EXERCISE OBJECTIVE: Transcribe the lines of the records starting with the one that has "# test: mark one point on the colorful" in it and ending with the last, and transcribe nothing else.

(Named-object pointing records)
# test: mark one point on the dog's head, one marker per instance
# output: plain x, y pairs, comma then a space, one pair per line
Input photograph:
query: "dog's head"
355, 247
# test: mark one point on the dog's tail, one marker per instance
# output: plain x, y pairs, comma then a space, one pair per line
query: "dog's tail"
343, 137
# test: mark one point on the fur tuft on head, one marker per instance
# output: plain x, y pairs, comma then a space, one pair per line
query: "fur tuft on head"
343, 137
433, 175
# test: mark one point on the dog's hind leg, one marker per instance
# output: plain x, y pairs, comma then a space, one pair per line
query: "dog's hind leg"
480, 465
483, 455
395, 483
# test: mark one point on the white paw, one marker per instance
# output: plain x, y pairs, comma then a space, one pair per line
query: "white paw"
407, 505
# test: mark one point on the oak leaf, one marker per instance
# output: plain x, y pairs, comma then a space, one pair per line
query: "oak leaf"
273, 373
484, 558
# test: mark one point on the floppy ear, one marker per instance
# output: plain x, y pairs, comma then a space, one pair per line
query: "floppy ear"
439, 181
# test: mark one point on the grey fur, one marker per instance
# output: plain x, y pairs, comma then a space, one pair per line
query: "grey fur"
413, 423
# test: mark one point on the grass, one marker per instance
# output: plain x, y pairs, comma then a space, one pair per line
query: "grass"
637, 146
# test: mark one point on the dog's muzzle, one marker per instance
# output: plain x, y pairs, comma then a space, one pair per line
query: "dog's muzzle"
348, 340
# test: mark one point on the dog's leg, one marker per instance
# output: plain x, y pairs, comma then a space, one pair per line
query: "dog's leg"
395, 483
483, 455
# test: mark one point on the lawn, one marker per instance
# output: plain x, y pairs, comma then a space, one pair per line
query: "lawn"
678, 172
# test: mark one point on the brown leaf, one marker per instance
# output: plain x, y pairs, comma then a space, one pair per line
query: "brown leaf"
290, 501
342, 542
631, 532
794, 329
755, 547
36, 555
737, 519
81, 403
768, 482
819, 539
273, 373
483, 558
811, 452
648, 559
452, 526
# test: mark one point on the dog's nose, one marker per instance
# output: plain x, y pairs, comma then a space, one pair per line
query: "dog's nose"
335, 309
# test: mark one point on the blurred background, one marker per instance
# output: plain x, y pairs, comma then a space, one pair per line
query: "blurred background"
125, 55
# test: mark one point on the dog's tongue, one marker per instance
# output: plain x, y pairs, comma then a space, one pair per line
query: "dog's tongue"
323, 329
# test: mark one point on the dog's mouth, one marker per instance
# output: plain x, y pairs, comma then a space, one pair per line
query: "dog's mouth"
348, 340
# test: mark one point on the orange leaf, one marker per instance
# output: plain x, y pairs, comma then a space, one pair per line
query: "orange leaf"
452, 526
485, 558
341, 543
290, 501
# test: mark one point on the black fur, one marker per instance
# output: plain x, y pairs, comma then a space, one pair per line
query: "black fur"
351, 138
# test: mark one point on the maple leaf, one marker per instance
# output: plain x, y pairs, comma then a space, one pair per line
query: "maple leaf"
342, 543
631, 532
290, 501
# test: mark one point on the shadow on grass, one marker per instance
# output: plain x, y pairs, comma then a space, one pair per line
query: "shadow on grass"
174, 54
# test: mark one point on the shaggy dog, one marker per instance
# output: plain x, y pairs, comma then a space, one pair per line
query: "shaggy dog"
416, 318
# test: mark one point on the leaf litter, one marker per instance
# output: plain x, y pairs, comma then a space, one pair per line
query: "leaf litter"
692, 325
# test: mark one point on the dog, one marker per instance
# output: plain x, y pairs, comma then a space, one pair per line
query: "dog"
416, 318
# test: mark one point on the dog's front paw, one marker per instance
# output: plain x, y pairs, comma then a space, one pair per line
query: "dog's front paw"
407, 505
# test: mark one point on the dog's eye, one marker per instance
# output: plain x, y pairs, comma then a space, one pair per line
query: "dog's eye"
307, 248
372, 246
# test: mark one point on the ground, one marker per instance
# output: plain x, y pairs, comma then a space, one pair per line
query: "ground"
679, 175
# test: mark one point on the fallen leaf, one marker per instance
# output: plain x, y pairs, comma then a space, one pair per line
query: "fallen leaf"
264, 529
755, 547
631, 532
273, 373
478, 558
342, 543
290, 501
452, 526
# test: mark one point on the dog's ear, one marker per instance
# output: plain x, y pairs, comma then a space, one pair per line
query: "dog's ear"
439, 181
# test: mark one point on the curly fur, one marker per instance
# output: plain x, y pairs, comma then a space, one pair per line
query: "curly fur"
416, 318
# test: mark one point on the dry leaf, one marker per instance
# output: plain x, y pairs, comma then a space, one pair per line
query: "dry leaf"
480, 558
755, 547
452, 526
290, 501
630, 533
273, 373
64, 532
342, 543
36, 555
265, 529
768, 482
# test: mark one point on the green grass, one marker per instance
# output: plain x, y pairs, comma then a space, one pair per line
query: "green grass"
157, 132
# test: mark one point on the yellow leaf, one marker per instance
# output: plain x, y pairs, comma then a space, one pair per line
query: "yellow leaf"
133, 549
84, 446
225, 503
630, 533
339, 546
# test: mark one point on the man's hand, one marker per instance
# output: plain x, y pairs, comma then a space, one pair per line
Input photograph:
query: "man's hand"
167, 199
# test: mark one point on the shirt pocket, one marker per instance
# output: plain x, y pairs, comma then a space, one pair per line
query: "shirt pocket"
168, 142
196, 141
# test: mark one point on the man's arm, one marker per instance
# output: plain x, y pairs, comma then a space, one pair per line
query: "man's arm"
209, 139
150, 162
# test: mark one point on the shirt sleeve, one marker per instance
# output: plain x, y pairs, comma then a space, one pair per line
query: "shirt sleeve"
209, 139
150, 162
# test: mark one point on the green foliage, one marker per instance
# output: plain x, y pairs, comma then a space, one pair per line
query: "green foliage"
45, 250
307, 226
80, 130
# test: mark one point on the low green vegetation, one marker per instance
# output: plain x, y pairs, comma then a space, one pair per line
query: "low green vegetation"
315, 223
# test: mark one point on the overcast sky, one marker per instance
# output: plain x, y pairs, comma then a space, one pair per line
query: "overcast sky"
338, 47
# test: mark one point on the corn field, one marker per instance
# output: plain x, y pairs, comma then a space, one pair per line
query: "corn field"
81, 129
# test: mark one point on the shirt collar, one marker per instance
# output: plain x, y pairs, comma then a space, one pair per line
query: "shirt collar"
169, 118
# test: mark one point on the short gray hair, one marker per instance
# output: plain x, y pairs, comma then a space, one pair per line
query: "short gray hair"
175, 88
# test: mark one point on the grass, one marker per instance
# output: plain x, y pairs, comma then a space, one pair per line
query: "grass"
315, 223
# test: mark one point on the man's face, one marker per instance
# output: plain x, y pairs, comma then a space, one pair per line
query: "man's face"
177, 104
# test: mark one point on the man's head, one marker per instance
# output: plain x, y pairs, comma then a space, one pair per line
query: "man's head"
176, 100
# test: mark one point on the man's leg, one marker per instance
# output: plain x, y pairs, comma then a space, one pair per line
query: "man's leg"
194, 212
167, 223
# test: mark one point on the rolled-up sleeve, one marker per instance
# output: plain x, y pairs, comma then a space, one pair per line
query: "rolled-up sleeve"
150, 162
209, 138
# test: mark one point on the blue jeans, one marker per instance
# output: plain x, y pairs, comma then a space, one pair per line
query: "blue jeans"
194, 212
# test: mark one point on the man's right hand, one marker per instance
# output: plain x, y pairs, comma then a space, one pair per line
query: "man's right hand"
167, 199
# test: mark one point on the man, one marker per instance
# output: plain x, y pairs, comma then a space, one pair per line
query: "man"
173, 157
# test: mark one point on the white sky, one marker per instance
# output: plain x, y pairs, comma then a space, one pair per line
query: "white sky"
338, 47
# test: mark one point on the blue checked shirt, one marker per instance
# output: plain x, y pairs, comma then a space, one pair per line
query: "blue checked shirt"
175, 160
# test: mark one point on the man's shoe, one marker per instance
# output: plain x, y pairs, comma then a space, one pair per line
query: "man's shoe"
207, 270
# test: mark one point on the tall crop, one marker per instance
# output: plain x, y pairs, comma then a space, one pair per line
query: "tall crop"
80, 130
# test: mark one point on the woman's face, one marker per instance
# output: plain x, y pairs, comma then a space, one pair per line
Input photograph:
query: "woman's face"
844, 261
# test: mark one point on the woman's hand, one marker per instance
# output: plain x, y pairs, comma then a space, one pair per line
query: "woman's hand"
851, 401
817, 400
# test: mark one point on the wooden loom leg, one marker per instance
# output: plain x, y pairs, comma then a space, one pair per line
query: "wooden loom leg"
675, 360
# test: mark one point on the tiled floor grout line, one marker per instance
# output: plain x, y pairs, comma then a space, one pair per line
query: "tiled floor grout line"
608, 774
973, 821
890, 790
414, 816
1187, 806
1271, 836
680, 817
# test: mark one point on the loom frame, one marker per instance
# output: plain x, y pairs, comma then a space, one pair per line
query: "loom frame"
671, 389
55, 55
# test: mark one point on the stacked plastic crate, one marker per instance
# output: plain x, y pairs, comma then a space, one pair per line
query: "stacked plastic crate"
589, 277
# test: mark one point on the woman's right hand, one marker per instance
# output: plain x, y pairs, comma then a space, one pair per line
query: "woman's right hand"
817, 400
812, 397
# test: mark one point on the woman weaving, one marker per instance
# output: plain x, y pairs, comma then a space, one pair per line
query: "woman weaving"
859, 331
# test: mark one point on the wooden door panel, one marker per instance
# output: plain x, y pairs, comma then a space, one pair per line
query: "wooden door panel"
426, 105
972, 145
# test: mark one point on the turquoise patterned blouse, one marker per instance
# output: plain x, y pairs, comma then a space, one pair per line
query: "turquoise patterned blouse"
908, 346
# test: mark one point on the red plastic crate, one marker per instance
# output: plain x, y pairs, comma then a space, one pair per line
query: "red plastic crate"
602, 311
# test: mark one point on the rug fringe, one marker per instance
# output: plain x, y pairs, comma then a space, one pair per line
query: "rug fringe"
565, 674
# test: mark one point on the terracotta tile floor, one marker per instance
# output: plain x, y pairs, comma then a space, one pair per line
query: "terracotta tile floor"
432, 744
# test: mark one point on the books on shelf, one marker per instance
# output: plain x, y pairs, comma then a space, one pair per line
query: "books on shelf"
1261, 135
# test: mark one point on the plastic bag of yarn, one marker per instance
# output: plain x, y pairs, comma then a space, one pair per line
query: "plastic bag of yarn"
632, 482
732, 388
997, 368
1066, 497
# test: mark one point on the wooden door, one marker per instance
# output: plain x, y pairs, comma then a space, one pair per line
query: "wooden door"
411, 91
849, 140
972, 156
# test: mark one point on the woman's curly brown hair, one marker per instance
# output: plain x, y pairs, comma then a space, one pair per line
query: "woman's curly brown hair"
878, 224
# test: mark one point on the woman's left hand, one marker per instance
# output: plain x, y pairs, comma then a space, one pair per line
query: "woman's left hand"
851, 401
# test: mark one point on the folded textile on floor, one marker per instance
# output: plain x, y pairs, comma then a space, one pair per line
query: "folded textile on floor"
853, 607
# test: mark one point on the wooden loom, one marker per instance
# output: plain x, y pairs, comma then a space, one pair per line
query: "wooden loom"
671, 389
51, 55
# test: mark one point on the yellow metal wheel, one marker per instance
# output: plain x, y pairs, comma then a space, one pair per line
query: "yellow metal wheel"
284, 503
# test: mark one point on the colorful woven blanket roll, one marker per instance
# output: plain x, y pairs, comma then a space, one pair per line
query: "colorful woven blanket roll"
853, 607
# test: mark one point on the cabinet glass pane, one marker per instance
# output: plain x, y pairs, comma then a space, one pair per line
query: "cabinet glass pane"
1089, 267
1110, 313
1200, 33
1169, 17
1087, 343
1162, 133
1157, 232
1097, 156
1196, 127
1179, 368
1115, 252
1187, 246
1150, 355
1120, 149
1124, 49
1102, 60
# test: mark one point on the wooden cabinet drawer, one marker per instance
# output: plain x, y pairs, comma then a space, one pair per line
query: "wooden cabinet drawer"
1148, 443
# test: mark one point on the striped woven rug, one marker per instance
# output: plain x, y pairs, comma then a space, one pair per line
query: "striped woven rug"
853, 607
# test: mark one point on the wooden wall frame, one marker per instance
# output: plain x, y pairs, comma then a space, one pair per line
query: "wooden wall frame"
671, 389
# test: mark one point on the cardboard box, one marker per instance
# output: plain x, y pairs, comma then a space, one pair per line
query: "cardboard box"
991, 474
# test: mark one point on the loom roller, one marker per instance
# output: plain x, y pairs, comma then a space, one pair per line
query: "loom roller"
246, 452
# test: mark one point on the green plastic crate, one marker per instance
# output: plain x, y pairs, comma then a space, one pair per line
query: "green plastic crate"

SOLUTION BELOW:
# test: mark one point on the colorful woven blanket roll, one marker per instance
# output: plain x, y pairs, comma then a space, one pair per line
query: "colorful woven blanket roll"
853, 607
# test: mark one point on the cabinet glass pane, one marker per instance
# output: plain x, y pairs, comma then a space, one pair per line
query: "cabinet glass pane"
1089, 267
1110, 313
1200, 33
1169, 17
1087, 343
1162, 133
1157, 232
1097, 156
1196, 127
1179, 368
1115, 252
1187, 246
1150, 355
1120, 149
1124, 49
1102, 60
# test: mark one point on the wooden cabinet drawer, one marker per instance
# output: plain x, y pairs, comma then a space, one pair per line
query: "wooden cabinet drawer"
1148, 443
# test: mark one point on the striped woven rug, one marker per instance
# output: plain x, y pairs, comma then a space, one pair per line
query: "striped woven rug"
853, 607
# test: mark one point on the wooden wall frame, one marker per instance
# output: plain x, y pairs, comma then a space, one pair per line
query: "wooden wall frame"
671, 389
# test: mark one point on the cardboard box, one marker per instance
# output: plain x, y pairs, comma then a space, one pair per line
query: "cardboard box"
991, 474
# test: mark one point on the loom roller, one marker per instance
# output: plain x, y pairs, comma then a space, one pair per line
query: "loom roller"
246, 452
# test: mark one point on the green plastic crate, one marker per instance
# output: plain x, y pairs, comma then a space, one pair per line
query: "green plastic crate"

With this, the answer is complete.